*PROBLEM:* If a line in the records contains the string "antenna", show that line.

Region pointing data:
-- -- --

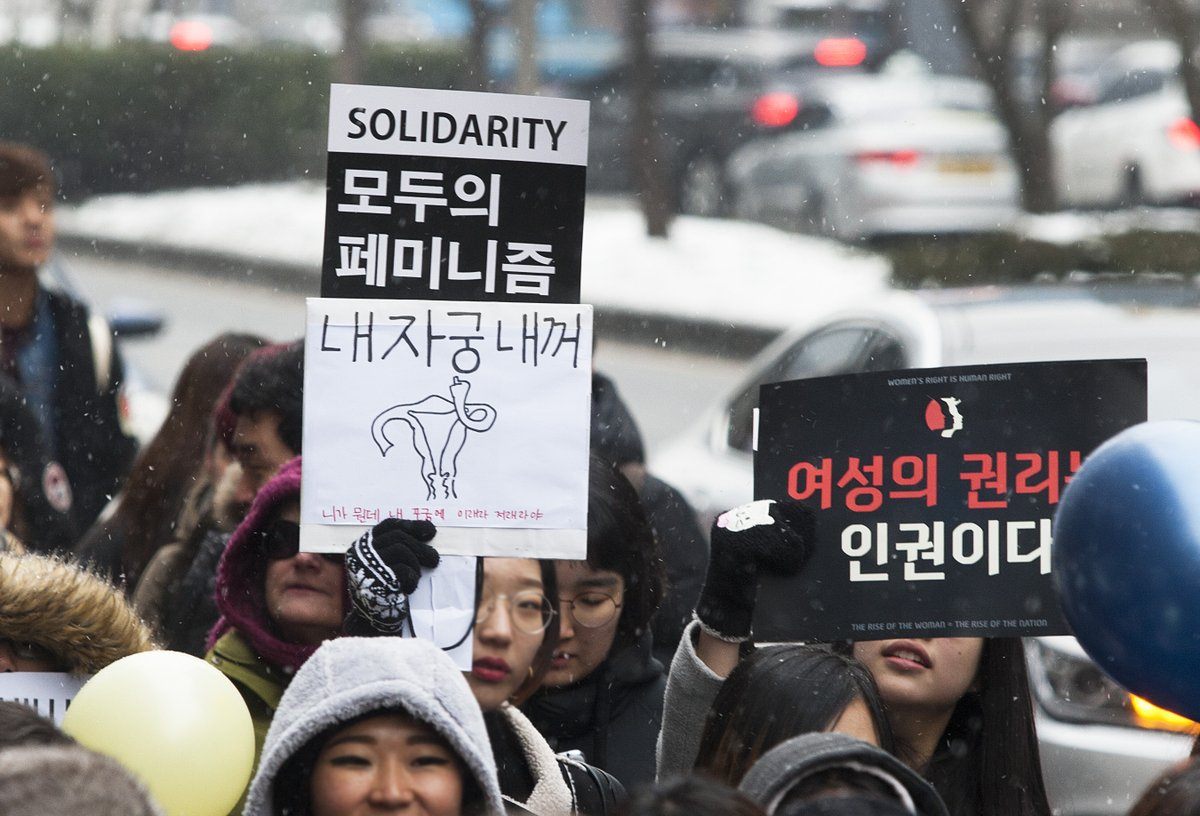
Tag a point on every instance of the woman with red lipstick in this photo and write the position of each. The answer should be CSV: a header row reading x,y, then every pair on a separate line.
x,y
959,708
603,694
515,636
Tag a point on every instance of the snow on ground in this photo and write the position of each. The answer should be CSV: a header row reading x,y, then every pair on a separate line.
x,y
708,269
1078,227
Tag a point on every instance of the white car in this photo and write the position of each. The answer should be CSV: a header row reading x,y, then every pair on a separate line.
x,y
1098,751
874,155
1138,144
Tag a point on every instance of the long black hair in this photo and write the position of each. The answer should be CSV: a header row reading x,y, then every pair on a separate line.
x,y
779,693
988,762
621,540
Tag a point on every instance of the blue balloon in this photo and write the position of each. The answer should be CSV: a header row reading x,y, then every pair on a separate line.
x,y
1127,561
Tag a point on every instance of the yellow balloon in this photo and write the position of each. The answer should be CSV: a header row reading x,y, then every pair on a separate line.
x,y
174,721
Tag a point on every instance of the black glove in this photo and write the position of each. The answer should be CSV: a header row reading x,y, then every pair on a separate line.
x,y
756,538
382,570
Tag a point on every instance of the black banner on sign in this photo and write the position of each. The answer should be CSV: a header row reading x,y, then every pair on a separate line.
x,y
449,228
935,492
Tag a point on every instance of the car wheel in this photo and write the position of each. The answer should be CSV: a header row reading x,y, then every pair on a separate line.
x,y
702,187
1133,193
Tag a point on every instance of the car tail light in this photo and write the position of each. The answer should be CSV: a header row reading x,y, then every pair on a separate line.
x,y
1183,135
775,109
1152,717
191,35
894,157
840,52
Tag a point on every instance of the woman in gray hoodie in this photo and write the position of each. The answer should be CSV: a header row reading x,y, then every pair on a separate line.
x,y
376,720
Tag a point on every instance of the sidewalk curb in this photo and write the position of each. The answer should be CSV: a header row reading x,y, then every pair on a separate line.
x,y
611,322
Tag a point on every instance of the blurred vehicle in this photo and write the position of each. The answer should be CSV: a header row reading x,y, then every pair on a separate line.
x,y
1138,144
1078,64
874,155
1099,747
715,91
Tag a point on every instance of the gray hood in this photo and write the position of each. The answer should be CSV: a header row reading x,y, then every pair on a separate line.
x,y
348,677
786,765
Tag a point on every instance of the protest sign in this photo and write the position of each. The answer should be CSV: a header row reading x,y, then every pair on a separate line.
x,y
475,417
934,492
49,694
454,196
442,609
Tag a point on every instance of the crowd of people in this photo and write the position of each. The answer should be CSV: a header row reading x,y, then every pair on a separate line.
x,y
625,682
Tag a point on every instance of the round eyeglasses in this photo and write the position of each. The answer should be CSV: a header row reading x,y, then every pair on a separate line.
x,y
529,610
592,610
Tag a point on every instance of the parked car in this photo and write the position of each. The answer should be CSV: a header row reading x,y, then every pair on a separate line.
x,y
874,155
717,89
1138,144
1098,753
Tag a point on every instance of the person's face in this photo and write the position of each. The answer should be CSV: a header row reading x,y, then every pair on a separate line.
x,y
305,594
22,657
27,229
259,450
583,592
384,765
856,721
503,653
922,675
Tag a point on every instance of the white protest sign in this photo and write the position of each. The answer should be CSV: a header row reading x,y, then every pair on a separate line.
x,y
418,121
454,196
443,607
475,417
49,694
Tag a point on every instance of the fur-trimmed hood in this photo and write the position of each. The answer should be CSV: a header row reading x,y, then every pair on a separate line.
x,y
243,570
76,615
352,677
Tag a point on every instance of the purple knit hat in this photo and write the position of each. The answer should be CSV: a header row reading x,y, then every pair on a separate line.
x,y
243,570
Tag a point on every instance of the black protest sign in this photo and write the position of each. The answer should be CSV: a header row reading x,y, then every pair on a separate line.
x,y
454,196
934,491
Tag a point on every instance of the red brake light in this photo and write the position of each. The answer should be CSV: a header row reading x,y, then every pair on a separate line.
x,y
1183,135
191,35
895,157
840,52
775,109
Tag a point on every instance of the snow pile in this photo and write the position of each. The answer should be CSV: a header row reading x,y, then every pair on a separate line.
x,y
707,269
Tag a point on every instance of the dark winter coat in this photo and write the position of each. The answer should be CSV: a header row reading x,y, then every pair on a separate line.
x,y
190,607
89,441
534,779
613,715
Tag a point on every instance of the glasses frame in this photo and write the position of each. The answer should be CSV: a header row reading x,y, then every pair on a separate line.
x,y
277,541
616,607
486,607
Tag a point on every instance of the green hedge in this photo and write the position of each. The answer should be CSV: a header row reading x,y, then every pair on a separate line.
x,y
142,118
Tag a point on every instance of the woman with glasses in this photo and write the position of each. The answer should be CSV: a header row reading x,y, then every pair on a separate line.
x,y
603,694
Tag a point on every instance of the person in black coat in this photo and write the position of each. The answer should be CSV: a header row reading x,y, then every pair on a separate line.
x,y
603,695
65,361
684,547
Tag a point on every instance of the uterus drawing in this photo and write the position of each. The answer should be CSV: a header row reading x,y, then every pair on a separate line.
x,y
439,429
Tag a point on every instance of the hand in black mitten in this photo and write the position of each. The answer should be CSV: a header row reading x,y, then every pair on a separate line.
x,y
761,537
383,568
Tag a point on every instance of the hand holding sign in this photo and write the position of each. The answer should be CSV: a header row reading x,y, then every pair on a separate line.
x,y
383,569
1127,561
760,537
177,723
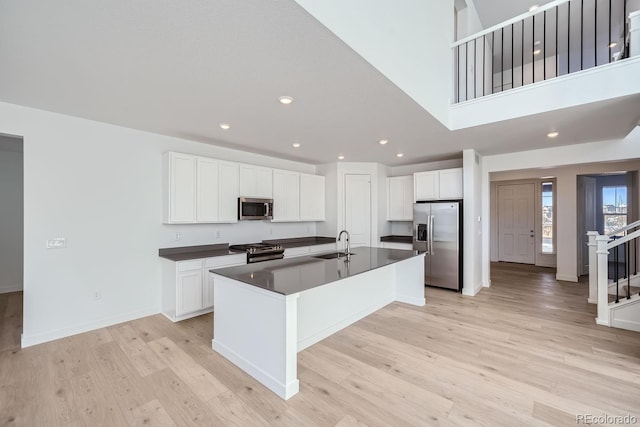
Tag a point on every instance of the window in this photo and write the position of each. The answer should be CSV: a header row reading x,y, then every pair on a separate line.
x,y
547,217
614,209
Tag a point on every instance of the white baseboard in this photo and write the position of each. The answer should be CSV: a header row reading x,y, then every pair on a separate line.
x,y
285,391
566,277
472,292
29,340
13,288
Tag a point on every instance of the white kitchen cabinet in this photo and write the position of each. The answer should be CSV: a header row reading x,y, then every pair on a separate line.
x,y
207,182
312,195
187,286
309,250
400,198
286,196
180,186
443,184
256,181
199,189
189,292
228,192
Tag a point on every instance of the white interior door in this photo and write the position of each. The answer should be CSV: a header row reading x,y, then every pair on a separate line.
x,y
516,223
358,209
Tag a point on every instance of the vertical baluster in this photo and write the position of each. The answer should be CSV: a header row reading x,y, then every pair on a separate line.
x,y
522,57
557,67
595,33
466,71
512,40
582,34
615,273
568,37
544,45
502,61
533,48
475,69
610,36
626,270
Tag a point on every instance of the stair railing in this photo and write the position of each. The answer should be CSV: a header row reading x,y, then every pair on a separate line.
x,y
558,38
604,244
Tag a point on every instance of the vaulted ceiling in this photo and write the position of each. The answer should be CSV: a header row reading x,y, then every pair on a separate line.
x,y
183,68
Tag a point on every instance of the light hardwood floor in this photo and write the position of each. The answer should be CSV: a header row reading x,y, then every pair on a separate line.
x,y
524,352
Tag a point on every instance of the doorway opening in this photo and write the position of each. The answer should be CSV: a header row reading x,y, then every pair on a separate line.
x,y
11,241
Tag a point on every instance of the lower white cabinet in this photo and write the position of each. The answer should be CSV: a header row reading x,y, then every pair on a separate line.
x,y
187,286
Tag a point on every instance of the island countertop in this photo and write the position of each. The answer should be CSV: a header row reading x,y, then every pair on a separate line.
x,y
289,276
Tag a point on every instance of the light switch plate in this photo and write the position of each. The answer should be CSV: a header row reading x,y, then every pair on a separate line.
x,y
57,243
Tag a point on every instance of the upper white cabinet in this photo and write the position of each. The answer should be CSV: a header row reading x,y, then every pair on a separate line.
x,y
286,196
438,185
400,198
199,189
256,181
311,197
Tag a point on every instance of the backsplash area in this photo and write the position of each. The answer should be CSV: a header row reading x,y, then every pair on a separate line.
x,y
241,232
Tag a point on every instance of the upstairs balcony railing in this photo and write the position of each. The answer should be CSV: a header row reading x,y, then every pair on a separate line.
x,y
559,38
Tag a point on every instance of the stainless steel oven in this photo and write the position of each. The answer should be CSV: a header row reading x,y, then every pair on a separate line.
x,y
254,209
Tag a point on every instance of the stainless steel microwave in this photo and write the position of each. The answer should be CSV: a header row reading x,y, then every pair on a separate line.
x,y
254,209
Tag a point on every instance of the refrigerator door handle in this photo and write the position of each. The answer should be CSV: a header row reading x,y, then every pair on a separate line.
x,y
431,223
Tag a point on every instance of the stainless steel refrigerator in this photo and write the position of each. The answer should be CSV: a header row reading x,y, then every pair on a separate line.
x,y
437,231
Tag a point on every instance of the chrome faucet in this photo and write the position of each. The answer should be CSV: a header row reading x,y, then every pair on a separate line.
x,y
348,250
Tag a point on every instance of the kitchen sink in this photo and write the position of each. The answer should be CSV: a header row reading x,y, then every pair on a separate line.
x,y
333,255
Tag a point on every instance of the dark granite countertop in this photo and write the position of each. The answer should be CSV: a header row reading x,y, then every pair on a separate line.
x,y
297,242
397,239
289,276
185,253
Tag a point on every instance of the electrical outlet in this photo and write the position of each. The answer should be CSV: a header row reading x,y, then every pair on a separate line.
x,y
57,243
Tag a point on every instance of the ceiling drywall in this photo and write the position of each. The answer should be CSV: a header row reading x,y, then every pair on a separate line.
x,y
182,68
10,143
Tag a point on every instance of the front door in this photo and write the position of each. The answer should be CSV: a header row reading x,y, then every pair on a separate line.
x,y
516,223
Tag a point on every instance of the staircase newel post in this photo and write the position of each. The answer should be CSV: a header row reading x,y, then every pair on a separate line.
x,y
593,267
603,294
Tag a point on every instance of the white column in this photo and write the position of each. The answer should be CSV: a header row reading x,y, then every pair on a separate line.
x,y
603,295
634,33
593,267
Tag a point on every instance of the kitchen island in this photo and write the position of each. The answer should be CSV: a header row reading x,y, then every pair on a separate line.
x,y
267,312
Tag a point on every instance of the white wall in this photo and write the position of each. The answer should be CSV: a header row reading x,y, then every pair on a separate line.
x,y
410,45
100,187
11,212
565,163
472,223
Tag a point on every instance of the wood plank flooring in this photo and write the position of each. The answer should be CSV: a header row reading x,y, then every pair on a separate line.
x,y
524,352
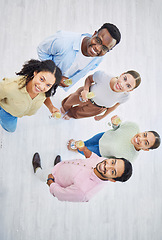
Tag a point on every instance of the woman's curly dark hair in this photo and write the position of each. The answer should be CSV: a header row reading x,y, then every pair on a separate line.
x,y
33,65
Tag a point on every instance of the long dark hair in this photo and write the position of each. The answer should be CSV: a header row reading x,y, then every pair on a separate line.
x,y
33,65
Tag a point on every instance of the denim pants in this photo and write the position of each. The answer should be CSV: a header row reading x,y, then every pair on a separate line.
x,y
93,144
7,121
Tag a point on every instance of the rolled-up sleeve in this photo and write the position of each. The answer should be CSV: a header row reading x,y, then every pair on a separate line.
x,y
71,193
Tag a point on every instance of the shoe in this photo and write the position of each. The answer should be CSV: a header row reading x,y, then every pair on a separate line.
x,y
36,162
57,159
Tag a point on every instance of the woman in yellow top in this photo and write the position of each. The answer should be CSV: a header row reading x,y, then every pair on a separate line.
x,y
25,93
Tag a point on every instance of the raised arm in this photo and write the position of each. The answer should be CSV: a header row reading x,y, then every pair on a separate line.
x,y
86,151
50,106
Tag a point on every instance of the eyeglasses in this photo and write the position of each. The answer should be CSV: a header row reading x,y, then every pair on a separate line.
x,y
99,41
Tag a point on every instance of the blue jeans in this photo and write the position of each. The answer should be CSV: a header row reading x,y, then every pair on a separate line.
x,y
93,144
7,121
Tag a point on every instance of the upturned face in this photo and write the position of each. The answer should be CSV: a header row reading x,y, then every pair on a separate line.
x,y
100,43
143,141
125,83
110,168
42,82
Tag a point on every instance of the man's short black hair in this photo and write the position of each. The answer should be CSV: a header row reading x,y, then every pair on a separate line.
x,y
113,30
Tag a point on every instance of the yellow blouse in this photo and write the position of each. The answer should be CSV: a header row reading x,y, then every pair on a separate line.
x,y
16,100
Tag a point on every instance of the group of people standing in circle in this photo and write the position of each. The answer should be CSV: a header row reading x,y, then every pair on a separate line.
x,y
69,55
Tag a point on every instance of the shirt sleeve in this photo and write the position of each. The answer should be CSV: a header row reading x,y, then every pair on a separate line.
x,y
124,98
71,193
2,90
51,46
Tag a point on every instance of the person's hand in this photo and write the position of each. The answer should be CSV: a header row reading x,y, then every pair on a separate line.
x,y
84,95
50,180
98,118
62,84
115,120
54,110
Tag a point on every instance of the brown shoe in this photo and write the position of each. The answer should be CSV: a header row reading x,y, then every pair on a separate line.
x,y
36,162
57,159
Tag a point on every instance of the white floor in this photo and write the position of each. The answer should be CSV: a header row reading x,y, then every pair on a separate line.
x,y
127,211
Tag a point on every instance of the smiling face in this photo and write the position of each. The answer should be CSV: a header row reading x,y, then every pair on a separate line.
x,y
125,83
110,168
42,82
99,43
143,141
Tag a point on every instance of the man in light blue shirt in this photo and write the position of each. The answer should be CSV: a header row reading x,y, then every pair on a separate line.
x,y
76,54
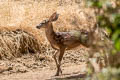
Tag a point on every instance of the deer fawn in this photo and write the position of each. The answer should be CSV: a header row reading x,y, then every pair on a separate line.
x,y
62,41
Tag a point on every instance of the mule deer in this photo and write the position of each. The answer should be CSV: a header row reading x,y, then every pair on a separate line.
x,y
62,41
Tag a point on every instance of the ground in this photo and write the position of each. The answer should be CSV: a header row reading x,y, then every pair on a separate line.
x,y
28,67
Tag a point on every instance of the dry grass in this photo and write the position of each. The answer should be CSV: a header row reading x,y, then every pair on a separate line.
x,y
26,14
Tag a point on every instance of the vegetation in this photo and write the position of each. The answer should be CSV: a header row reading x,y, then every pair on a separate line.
x,y
108,17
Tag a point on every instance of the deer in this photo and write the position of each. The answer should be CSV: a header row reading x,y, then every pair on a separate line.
x,y
62,41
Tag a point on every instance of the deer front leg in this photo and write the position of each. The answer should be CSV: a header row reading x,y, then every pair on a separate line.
x,y
62,50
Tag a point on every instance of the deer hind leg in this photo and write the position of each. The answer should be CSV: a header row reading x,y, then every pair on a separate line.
x,y
62,50
56,62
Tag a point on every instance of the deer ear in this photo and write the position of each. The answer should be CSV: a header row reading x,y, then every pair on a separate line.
x,y
54,17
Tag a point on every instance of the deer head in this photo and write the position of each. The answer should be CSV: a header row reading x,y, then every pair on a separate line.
x,y
45,23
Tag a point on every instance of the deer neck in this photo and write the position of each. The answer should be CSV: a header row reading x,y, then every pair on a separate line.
x,y
50,33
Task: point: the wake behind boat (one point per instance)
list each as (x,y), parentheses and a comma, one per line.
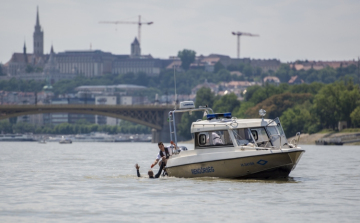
(227,147)
(65,140)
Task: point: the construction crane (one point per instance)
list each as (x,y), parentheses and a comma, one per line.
(139,23)
(238,34)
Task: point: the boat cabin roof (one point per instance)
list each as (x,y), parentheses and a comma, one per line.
(223,124)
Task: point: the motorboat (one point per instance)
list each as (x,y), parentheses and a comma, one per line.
(227,147)
(64,140)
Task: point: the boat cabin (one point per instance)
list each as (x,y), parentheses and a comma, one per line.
(223,130)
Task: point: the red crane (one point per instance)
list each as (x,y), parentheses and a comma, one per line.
(139,23)
(238,34)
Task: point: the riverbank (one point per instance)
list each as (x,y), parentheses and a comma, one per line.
(309,139)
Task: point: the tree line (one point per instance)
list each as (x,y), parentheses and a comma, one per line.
(81,127)
(306,108)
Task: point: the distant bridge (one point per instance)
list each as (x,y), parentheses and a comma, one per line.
(153,116)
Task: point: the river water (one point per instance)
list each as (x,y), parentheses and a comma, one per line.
(96,182)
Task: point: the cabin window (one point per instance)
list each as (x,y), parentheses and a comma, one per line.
(219,138)
(260,136)
(243,136)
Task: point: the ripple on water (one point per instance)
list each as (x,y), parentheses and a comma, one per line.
(97,182)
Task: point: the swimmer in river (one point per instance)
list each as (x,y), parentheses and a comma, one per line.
(150,172)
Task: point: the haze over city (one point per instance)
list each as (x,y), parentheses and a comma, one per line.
(289,30)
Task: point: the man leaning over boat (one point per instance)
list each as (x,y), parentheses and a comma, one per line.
(164,152)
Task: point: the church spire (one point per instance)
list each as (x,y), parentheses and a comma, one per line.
(24,47)
(37,17)
(24,53)
(38,37)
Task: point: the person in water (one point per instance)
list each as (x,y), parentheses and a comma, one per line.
(164,152)
(150,172)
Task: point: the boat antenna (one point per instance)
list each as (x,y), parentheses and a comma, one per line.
(175,88)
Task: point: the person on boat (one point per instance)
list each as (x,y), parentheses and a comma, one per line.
(164,152)
(216,139)
(150,172)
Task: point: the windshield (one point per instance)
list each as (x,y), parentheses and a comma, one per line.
(260,136)
(243,137)
(213,138)
(276,133)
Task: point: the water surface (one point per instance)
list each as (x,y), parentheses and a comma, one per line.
(96,182)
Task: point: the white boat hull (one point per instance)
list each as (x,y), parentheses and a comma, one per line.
(234,163)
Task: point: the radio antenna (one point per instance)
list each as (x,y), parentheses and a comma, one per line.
(175,87)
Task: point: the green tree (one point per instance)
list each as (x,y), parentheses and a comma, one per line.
(187,57)
(218,66)
(2,73)
(355,117)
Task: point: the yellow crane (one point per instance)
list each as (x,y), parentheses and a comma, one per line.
(238,34)
(139,23)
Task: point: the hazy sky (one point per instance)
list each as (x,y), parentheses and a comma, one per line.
(288,29)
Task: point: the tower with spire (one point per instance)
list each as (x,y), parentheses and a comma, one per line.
(135,49)
(25,55)
(38,37)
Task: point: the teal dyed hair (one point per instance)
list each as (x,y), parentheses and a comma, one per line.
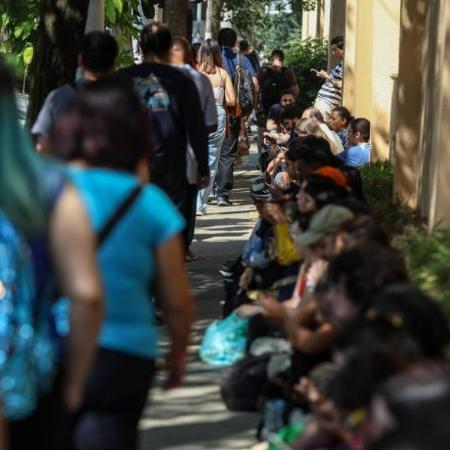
(22,186)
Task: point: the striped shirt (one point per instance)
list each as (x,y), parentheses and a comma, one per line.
(329,93)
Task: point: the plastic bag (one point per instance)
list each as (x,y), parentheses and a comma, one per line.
(225,341)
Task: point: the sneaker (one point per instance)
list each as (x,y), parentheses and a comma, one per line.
(223,201)
(190,256)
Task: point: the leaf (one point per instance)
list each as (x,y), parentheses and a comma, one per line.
(28,55)
(110,11)
(118,4)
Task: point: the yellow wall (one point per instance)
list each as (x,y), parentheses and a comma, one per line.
(371,59)
(397,74)
(410,98)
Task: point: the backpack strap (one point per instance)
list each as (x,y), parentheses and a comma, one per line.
(240,60)
(117,215)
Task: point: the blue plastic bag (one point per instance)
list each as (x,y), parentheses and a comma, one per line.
(225,341)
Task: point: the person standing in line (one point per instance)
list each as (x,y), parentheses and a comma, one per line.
(39,202)
(250,53)
(181,56)
(97,58)
(275,78)
(104,135)
(330,94)
(358,136)
(173,103)
(224,178)
(211,65)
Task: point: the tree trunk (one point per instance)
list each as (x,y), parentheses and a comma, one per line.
(213,10)
(176,16)
(96,16)
(56,45)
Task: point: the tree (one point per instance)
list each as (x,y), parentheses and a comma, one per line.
(176,16)
(213,13)
(56,45)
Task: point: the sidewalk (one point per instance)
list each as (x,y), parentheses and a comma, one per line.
(193,417)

-- -- --

*YOUR RESPONSE:*
Task: point: the boat antenna (one point per instance)
Task: point: the radio antenna (one point per instance)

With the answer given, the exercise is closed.